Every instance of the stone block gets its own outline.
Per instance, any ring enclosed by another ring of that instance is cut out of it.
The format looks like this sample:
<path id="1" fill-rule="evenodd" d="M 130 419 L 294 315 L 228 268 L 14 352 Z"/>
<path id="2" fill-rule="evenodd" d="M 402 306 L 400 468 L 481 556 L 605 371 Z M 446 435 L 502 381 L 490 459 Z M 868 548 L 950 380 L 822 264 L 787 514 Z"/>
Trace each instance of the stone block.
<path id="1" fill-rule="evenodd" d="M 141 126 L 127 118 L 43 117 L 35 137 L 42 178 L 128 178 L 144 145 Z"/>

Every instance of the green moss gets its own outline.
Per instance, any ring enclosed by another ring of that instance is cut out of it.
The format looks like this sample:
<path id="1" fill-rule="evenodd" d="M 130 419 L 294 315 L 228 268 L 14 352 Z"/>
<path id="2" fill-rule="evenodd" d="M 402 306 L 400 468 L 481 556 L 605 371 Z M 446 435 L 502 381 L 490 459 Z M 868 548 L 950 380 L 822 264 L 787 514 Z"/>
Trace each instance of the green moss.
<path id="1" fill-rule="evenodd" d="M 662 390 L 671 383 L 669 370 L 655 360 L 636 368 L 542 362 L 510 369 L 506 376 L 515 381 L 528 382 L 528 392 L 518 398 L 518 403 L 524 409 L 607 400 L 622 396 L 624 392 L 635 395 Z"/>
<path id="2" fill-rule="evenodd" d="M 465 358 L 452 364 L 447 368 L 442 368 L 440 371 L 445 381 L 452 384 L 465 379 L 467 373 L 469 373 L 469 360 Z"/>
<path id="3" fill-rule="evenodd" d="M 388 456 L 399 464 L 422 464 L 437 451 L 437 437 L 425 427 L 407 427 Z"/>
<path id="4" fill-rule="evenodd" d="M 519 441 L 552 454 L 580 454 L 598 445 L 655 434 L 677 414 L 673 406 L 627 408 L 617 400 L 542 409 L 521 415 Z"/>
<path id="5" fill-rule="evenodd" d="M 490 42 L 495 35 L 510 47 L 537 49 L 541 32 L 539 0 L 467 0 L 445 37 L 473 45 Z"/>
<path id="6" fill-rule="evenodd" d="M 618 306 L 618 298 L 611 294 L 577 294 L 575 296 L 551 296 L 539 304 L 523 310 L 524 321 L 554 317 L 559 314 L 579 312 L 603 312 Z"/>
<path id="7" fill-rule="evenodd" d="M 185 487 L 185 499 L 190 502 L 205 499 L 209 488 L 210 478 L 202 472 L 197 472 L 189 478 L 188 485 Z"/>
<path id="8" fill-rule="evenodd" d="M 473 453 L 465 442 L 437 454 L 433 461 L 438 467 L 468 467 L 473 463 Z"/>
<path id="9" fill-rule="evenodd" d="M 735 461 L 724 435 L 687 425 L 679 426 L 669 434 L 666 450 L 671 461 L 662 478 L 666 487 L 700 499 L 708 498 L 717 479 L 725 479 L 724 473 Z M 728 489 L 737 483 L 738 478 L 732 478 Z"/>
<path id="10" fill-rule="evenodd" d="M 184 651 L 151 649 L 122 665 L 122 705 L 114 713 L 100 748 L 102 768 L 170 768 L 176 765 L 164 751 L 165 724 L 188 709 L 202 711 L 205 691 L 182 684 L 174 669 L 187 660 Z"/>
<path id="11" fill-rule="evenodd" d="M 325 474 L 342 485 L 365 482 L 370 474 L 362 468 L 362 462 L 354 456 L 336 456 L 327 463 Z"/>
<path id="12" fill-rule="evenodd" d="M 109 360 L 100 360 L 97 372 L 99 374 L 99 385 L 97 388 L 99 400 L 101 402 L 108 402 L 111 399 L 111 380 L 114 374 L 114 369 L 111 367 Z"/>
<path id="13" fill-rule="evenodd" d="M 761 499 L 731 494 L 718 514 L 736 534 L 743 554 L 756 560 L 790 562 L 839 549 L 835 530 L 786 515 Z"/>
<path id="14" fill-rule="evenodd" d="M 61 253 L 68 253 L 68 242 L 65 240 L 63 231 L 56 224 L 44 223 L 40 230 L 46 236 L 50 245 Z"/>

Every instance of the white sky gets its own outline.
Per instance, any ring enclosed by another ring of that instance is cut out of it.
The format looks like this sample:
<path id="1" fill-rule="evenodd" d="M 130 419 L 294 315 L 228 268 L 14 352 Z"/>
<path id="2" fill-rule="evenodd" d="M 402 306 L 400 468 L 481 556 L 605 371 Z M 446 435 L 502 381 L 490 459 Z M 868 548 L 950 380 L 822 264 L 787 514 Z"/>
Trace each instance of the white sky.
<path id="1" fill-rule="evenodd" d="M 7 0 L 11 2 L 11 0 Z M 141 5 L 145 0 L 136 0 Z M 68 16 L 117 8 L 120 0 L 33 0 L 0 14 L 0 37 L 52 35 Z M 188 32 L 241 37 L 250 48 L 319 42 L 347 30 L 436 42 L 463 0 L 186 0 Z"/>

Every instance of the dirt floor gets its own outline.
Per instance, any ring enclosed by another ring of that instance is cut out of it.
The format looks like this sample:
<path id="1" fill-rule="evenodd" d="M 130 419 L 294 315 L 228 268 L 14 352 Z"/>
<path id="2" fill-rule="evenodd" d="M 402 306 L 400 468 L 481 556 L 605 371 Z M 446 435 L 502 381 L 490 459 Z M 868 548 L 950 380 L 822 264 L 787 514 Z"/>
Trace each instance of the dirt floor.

----------

● **Task description**: Copy out all of the records above again, word for word and unchanged.

● **Reply**:
Every instance of the stone block gets its own outline.
Per instance, any ring enclosed by another ring of that instance is cut out of it.
The format looks like this sample:
<path id="1" fill-rule="evenodd" d="M 130 419 L 294 315 L 228 268 L 14 352 Z"/>
<path id="2" fill-rule="evenodd" d="M 402 306 L 400 468 L 481 556 L 605 371 Z M 446 435 L 502 381 L 490 459 Z M 868 548 L 950 380 L 822 264 L 787 514 Z"/>
Trace each instance of the stone block.
<path id="1" fill-rule="evenodd" d="M 141 126 L 127 118 L 43 117 L 35 137 L 42 178 L 128 178 L 144 145 Z"/>

Every instance of the green moss gets its own outline.
Per instance, any ring enclosed by another ring of that instance is cut out of it.
The format looks like this sample:
<path id="1" fill-rule="evenodd" d="M 130 419 L 294 315 L 228 268 L 14 352 Z"/>
<path id="2" fill-rule="evenodd" d="M 402 306 L 400 468 L 481 556 L 605 371 Z M 446 435 L 502 381 L 490 459 Z M 868 548 L 950 380 L 822 264 L 787 514 Z"/>
Trace each instance of the green moss.
<path id="1" fill-rule="evenodd" d="M 662 390 L 671 383 L 669 370 L 655 360 L 636 368 L 542 362 L 510 369 L 506 376 L 515 381 L 528 382 L 528 392 L 518 398 L 518 403 L 524 409 L 607 400 L 622 396 L 624 392 L 635 395 Z"/>
<path id="2" fill-rule="evenodd" d="M 465 358 L 452 364 L 447 368 L 442 368 L 440 371 L 445 381 L 452 384 L 465 379 L 467 373 L 469 373 L 469 360 Z"/>
<path id="3" fill-rule="evenodd" d="M 388 456 L 399 464 L 422 464 L 437 451 L 437 437 L 425 427 L 407 427 Z"/>
<path id="4" fill-rule="evenodd" d="M 519 441 L 552 454 L 580 454 L 598 445 L 655 434 L 677 414 L 673 406 L 627 408 L 617 400 L 542 409 L 521 415 Z"/>
<path id="5" fill-rule="evenodd" d="M 490 42 L 495 35 L 510 47 L 537 49 L 541 32 L 539 0 L 467 0 L 445 37 L 473 45 Z"/>
<path id="6" fill-rule="evenodd" d="M 618 306 L 618 298 L 611 294 L 577 294 L 575 296 L 551 296 L 539 304 L 523 310 L 524 321 L 554 317 L 559 314 L 579 312 L 603 312 Z"/>
<path id="7" fill-rule="evenodd" d="M 185 487 L 185 499 L 190 502 L 205 499 L 209 488 L 210 478 L 202 472 L 197 472 L 189 478 L 188 485 Z"/>
<path id="8" fill-rule="evenodd" d="M 473 453 L 465 442 L 437 454 L 433 461 L 438 467 L 468 467 L 473 463 Z"/>
<path id="9" fill-rule="evenodd" d="M 735 461 L 724 435 L 687 425 L 679 426 L 669 434 L 666 450 L 671 461 L 662 478 L 666 487 L 700 499 L 708 498 L 717 479 L 725 479 L 724 473 Z M 728 489 L 737 483 L 738 478 L 732 478 Z"/>
<path id="10" fill-rule="evenodd" d="M 184 651 L 151 649 L 122 665 L 122 705 L 114 713 L 100 748 L 102 768 L 170 768 L 176 765 L 164 751 L 165 724 L 188 709 L 202 711 L 205 691 L 182 684 L 174 669 L 187 660 Z"/>
<path id="11" fill-rule="evenodd" d="M 325 474 L 342 485 L 365 482 L 370 474 L 362 468 L 362 462 L 354 456 L 336 456 L 327 463 Z"/>
<path id="12" fill-rule="evenodd" d="M 109 360 L 100 360 L 97 372 L 99 374 L 99 385 L 97 388 L 99 400 L 101 402 L 108 402 L 111 399 L 111 380 L 114 374 L 114 369 L 111 367 Z"/>
<path id="13" fill-rule="evenodd" d="M 761 499 L 731 494 L 718 514 L 736 534 L 743 554 L 756 560 L 790 562 L 839 549 L 835 530 L 786 515 Z"/>
<path id="14" fill-rule="evenodd" d="M 61 253 L 68 253 L 68 242 L 65 240 L 63 231 L 56 224 L 44 223 L 40 230 L 46 236 L 50 245 Z"/>

Every instance of the white sky gets its own outline.
Per instance, any ring enclosed by another ring of that instance is cut out of it.
The format looks like this sample:
<path id="1" fill-rule="evenodd" d="M 130 419 L 294 315 L 228 268 L 14 352 Z"/>
<path id="2" fill-rule="evenodd" d="M 402 306 L 400 468 L 481 556 L 605 371 Z M 446 435 L 502 381 L 490 459 Z M 868 548 L 950 380 L 822 264 L 787 514 Z"/>
Trace each instance of the white sky.
<path id="1" fill-rule="evenodd" d="M 7 0 L 11 2 L 11 0 Z M 141 5 L 145 0 L 136 0 Z M 68 16 L 117 8 L 120 0 L 33 0 L 0 14 L 0 37 L 52 35 Z M 188 32 L 241 37 L 250 48 L 319 42 L 347 30 L 436 42 L 463 0 L 186 0 Z"/>

Every instance of the dirt floor gets its own outline.
Per instance, any ring enclosed by another ring of that instance is cut out of it.
The format looks like this sample:
<path id="1" fill-rule="evenodd" d="M 130 419 L 294 315 L 228 268 L 14 352 Z"/>
<path id="2" fill-rule="evenodd" d="M 402 306 L 400 468 L 481 556 L 605 371 Z M 446 435 L 502 381 L 490 459 Z M 868 548 L 950 380 L 822 264 L 787 514 Z"/>
Trace each instance of the dirt floor.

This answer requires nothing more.